## Given exercise
Continue the patent claims for a liquid elevating mechanism given below, starting after their final clause.

## Quoted passage
________

5. A liquid elevating mechanism as claimed in claim 4 wherein said means for adding weight to said plunger includes means on the upwardly facing end surface of said counterbalancing piston for receiving at least one weight.

6. A liquid elevating mechanism as claimed in claim 5 wherein said weight has a predetermined weight value which when added to said plunger will enable it to move down in opposition to the counterbalancing biasing forces up to a predetermined value above the maximum value.

7. A liquid elevating mechanism for use with pumps of the type which produces cyclic pressure waves for transmission through a first column of liquid in a signal tube for operating said mechanism so that it elevates a liquid to be pumped in a second column of liquid, said liquid elevating mechanism comprising:

(a) a housing having a cylinder bore the upper end of which is for communication with the first and second liquid columns and having a liquid intake opening in the lower end thereof for communication with the liquid to be pumped;

(b) a plunger reciprocally mounted in the cylinder bore of said housing and including a counterbalancing piston its upper end, said plunger having an upper bore which opens onto the lower end surface of the counterbalancing piston and a lower bore which opens onto the upper end surface of the counterbalancing piston;

(c) means for placing the first liquid column in communication with the upper bore of said plunger and placing the second liquid column in communication with the lower bore of said plunger;

(d) check valve means in the liquid intake opening of said housing to allow the liquid to be pumped to flow into the lower end of the cylinder bore of said housing when said plunger moves upwardly therein;

(e) check valve means in the lower bore of said plunger to allow the liquid in the lower end of the cylinder bore of said housing to move into the lower bore of said plunger upon downward movement thereof;

(f) means for using the head pressure force of the first liquid column to counterbalancingly bias said plunger upwardly with a force which is less than the downwardly directed head pressure force of the second liquid column so that said plunger is normally in the down position of its reciprocal stroke and will move up when the force of a received pressure wave is added to the counterbalancing biasing force;

(g) an accumulator for connection to the signal tube of said pump;

(h) first tube means connected between said accumulator and said housing, said first tube means in conjunction with the signal tube of the pump providing the first liquid column through which the pressure waves are cyclically transmitted when said accumulator is connected to the signal tube of the pump;

(i) second tube means connected between said housing and said accumulator, said second tube means in conjunction with the signal tube of the pump providing the second liquid column in which the liquid to be pumped is elevated when said accumulator is connected to the signal tube of the pump;

(j) means in said accumulator for directing received cyclically transmitted pressure waves into said first tube means; and

(k) means associated with said accumulator for receiving the liquid to be pumped from said second tube means and storing that liquid for subsequent injection into the signal tube of the pump between occurrences of the cyclically transmitted pressure waves.

________

## Information supplied
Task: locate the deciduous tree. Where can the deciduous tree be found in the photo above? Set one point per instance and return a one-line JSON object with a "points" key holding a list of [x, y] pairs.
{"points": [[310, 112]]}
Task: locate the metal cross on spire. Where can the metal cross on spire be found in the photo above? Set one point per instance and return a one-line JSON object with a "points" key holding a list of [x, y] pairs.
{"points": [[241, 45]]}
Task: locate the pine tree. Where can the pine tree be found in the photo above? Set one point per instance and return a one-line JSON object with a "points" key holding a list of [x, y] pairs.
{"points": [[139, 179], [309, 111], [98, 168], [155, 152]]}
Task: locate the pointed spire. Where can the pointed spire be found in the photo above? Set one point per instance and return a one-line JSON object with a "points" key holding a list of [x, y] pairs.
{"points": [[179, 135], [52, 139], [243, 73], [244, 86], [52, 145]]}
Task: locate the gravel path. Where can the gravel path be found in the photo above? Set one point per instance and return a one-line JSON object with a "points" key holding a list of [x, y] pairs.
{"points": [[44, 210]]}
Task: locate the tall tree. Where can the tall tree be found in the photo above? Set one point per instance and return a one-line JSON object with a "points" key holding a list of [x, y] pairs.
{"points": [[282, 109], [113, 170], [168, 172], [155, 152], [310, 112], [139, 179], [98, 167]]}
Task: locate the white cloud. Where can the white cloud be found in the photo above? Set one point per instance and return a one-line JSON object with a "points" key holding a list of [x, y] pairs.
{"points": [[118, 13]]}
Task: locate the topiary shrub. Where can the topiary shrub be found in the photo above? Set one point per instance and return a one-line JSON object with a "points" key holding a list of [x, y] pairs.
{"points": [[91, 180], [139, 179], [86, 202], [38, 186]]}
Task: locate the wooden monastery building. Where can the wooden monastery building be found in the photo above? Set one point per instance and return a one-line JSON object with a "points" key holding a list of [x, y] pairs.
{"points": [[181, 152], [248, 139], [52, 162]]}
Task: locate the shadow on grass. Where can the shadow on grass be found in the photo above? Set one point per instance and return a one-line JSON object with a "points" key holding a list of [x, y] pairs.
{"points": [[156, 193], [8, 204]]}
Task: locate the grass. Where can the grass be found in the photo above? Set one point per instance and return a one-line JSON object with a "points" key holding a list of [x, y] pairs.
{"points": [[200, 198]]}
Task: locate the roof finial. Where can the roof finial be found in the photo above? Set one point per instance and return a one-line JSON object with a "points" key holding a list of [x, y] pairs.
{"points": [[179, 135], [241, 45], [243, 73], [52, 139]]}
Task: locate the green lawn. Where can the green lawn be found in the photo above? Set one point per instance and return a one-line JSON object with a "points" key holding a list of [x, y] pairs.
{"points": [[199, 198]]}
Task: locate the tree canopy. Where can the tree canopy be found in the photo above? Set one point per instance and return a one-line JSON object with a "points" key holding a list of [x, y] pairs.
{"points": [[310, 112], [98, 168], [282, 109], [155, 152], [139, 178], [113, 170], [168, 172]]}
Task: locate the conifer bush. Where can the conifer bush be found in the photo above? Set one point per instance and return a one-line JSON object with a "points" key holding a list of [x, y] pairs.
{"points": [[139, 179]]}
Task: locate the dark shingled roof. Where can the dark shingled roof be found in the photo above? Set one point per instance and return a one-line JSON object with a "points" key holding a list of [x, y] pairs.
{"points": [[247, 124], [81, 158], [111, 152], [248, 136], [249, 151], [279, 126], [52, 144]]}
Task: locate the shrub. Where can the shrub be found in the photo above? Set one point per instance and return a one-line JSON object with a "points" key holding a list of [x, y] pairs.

________

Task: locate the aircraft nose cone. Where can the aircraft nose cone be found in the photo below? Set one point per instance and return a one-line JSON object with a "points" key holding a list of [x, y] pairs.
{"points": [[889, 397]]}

________

## Answer to this task
8. A liquid elevating mechanism as claimed in claim 7 wherein said means for placing the first liquid column in communication with the upper bore of said plunger and placing the second liquid column in communication with the lower bore of said plunger comprises:

(a) said housing having a second bore extending upwardly from the cylinder bore of said housing for connection to the signal tube of the pump and opening downwardly into the upper end of the cylinder bore of said housing;

(b) a shaft extending upwardly from said plunger and having the upper bore of said plunger formed therein, said shaft movable with said plunger and disposed for axial sliding movement within the second bore of said housing; and

(c) passage means formed in the upper end of said housing with one end of said passage means being for connection to the second liquid column of the pump with the other end of said passage means being open to the upper end of the cylinder bore of said housing.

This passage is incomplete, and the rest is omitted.